◆ Text
----
FLUX GOURMET
(February 2022)
“Cooking and performing is always a
hazard.”
Peter Strickland is in the shops, going through the
aisles and tossing performers he’s worked with in the past into his shopping trolley--Gwendoline
Christie and Richard Bremmer and Leo Bill from In Fabric, Fatma Mohamed from all
of his feature films and the
“Cobbler’s Lot” segment from The Field
Guide to Evil--then adding Ariane Labed, Asa Butterfield, and Makis
Papadimitriou to the lot.
He then breezes through the checkout and rushes
home so he can whip up yet another luscious Technicolor dish for us with Flux Gourmet, perhaps the oddest effort of
his that I’ve seen yet.
Christie plays Jan Stevens, Director of the Sonic
Catering Institute, which sponsors “culinary collectives” (otherwise known as
Sonic Caterers) on a monthly residency basis, to actively “…encourage the
artistic pursuit of alimentary and culinary salvation.”
----
◆ Material supplied
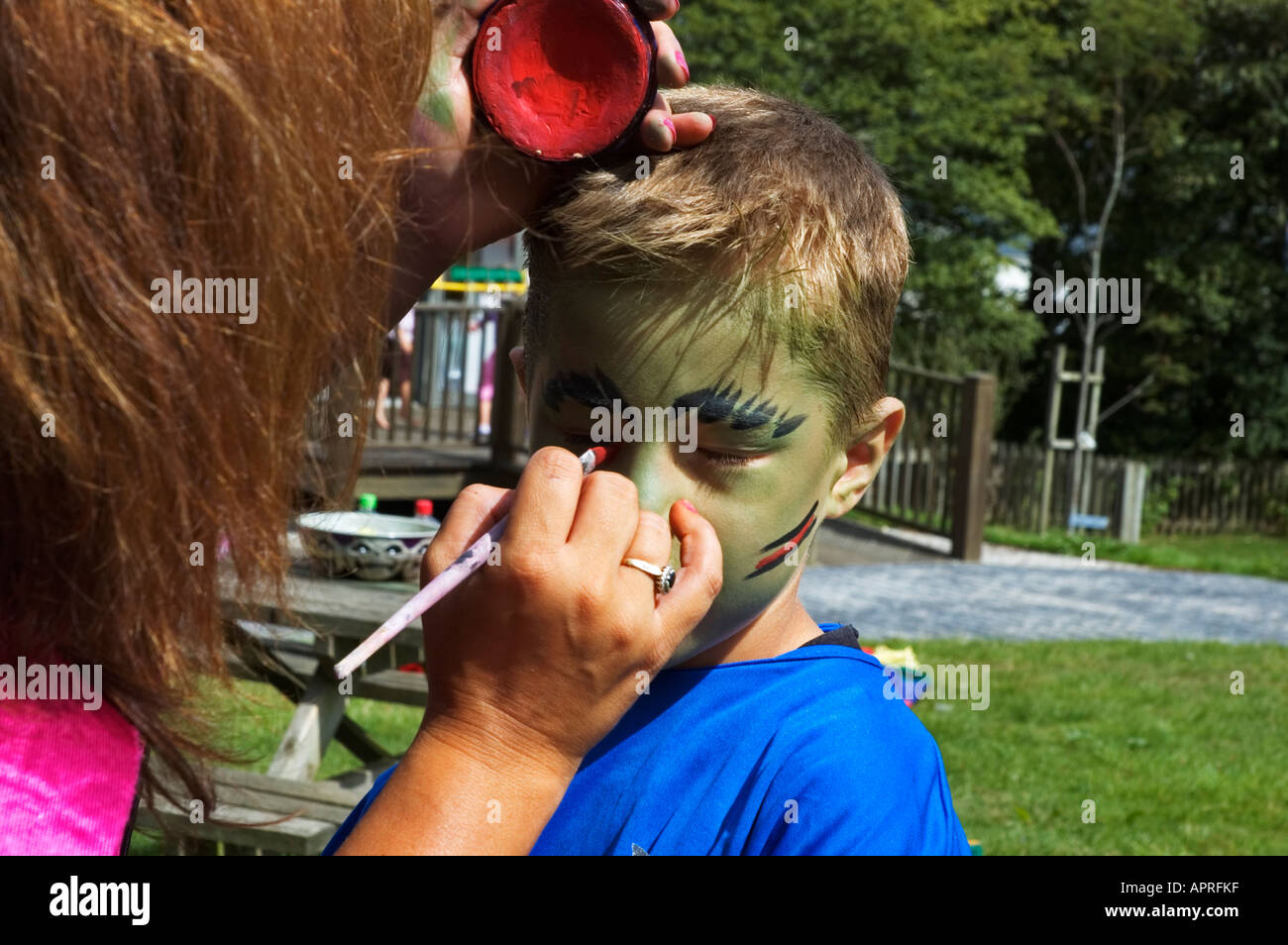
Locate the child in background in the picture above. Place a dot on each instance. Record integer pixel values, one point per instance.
(399, 345)
(754, 280)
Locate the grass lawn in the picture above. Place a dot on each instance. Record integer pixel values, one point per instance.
(1149, 731)
(1257, 555)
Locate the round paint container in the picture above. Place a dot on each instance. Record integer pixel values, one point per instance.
(563, 78)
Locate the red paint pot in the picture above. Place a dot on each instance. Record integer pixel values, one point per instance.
(563, 78)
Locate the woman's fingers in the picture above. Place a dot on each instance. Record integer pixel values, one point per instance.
(545, 503)
(652, 544)
(673, 71)
(658, 9)
(692, 128)
(698, 582)
(661, 130)
(657, 130)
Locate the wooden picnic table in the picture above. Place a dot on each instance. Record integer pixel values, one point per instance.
(295, 649)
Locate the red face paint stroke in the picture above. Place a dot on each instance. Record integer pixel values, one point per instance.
(570, 76)
(790, 542)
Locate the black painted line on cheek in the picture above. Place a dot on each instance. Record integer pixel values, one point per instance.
(794, 542)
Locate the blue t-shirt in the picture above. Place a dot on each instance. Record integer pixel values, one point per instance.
(802, 753)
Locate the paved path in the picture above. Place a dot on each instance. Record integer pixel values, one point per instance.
(1046, 601)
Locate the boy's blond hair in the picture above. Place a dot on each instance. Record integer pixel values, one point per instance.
(781, 218)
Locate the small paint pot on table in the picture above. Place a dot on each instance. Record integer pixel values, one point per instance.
(563, 80)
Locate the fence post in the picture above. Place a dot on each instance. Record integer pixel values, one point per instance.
(509, 424)
(970, 485)
(1132, 501)
(338, 463)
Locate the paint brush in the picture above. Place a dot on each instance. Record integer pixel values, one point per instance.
(475, 558)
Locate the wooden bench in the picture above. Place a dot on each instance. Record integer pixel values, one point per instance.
(258, 814)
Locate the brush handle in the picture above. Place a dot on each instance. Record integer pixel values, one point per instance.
(471, 561)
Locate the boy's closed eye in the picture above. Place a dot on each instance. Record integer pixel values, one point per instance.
(712, 456)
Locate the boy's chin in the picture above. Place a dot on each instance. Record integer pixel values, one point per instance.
(699, 640)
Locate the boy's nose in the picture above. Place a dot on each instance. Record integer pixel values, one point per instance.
(648, 465)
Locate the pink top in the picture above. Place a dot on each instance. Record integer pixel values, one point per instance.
(67, 778)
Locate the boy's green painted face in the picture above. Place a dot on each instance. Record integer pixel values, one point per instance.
(758, 464)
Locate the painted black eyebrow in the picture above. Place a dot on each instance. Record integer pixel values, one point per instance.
(713, 404)
(584, 389)
(721, 406)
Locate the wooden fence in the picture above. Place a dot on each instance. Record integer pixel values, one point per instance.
(1181, 496)
(935, 473)
(1193, 496)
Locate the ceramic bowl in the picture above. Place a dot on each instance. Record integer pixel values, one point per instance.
(366, 545)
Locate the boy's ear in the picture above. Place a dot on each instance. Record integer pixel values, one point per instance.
(864, 458)
(520, 368)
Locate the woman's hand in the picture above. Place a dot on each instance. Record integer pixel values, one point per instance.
(473, 188)
(535, 658)
(544, 651)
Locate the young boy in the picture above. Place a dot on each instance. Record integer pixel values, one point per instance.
(750, 283)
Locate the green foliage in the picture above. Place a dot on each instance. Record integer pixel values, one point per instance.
(1008, 94)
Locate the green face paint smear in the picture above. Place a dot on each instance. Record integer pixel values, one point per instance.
(601, 347)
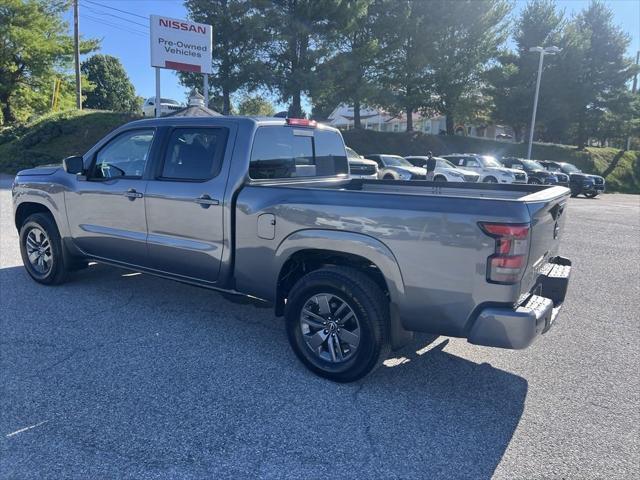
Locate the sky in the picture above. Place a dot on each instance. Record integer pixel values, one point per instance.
(125, 35)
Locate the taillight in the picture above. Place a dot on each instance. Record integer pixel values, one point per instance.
(509, 261)
(301, 122)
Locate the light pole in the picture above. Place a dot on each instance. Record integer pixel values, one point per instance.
(543, 51)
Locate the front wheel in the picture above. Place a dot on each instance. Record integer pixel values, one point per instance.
(337, 320)
(41, 250)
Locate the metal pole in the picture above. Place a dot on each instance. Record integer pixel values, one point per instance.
(157, 102)
(76, 40)
(205, 87)
(633, 90)
(535, 106)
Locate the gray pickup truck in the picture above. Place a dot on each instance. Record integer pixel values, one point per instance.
(265, 207)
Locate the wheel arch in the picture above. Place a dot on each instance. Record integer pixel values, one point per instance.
(309, 250)
(25, 209)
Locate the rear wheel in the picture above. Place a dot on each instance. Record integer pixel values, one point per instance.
(41, 249)
(337, 320)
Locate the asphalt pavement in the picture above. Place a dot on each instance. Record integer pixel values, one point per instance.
(121, 375)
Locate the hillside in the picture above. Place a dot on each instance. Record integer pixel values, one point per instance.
(53, 137)
(621, 169)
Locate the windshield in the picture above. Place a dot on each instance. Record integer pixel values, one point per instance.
(568, 168)
(489, 161)
(394, 161)
(532, 165)
(442, 163)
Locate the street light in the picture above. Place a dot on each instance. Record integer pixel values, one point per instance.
(543, 51)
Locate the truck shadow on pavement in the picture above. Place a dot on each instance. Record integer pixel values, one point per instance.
(123, 374)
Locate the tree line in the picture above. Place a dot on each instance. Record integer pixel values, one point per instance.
(466, 59)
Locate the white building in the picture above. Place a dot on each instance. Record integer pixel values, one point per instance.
(381, 121)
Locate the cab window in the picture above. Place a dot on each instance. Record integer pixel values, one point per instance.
(124, 156)
(289, 152)
(194, 154)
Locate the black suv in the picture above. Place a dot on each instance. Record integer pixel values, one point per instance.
(579, 183)
(536, 173)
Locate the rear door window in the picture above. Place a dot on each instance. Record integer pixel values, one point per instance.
(194, 153)
(289, 152)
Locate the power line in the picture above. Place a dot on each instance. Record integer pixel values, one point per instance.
(96, 11)
(116, 9)
(102, 21)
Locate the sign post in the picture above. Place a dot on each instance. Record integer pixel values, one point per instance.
(158, 100)
(180, 45)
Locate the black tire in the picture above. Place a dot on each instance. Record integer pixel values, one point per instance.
(56, 272)
(369, 304)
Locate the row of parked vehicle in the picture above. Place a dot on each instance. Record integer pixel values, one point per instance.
(472, 167)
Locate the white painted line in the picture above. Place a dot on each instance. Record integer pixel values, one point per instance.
(25, 429)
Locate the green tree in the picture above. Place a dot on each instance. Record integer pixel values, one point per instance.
(512, 81)
(347, 77)
(112, 89)
(258, 106)
(598, 66)
(402, 69)
(34, 48)
(296, 43)
(238, 35)
(465, 36)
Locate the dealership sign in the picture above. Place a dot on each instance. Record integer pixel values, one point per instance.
(180, 45)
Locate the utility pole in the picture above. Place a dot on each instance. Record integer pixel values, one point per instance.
(76, 48)
(543, 52)
(634, 90)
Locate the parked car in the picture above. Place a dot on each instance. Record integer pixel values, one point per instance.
(167, 106)
(360, 167)
(395, 167)
(266, 208)
(489, 169)
(445, 170)
(579, 183)
(536, 173)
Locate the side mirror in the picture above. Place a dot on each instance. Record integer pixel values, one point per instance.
(73, 165)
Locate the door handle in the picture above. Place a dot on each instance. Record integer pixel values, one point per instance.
(132, 194)
(205, 201)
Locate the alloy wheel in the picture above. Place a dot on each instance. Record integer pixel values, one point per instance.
(39, 251)
(330, 327)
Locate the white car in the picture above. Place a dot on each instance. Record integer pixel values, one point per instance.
(489, 169)
(395, 167)
(360, 167)
(445, 170)
(167, 106)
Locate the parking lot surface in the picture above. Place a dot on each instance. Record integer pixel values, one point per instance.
(121, 375)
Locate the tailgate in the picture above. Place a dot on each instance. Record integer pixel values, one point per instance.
(547, 209)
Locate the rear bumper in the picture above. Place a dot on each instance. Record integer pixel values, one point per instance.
(518, 327)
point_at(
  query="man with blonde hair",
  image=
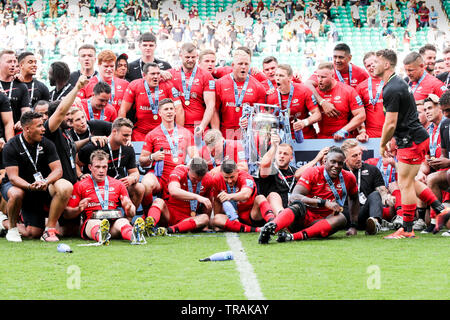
----
◆ Set of tasks
1. According to the Flux Gourmet review, whom does Gwendoline Christie play?
2. Carry on the Flux Gourmet review from the point where it ends.

◆ Task-by-task answers
1. Jan Stevens, Director of the Sonic Catering Institute.

2.
Described by one of the film’s characters as “feckless
faux provocateurs”, Sonic Caterers are basically performance artists working to
find the “sonic and performative potential” of foodstuffs.
Or something like that…
Like I said, it’s the oddest film I’ve seen from
Strickland yet…
“To taste
their shock is to be controlled by it.”
Flux Gourmet
follows the residency of the collective led by Elle di Elle (Mohamed), and the
tension engendered from the conflicts between Elle and, well, everybody. (Weeks into their residency
and Elle still hasn’t decided on the band’s name.)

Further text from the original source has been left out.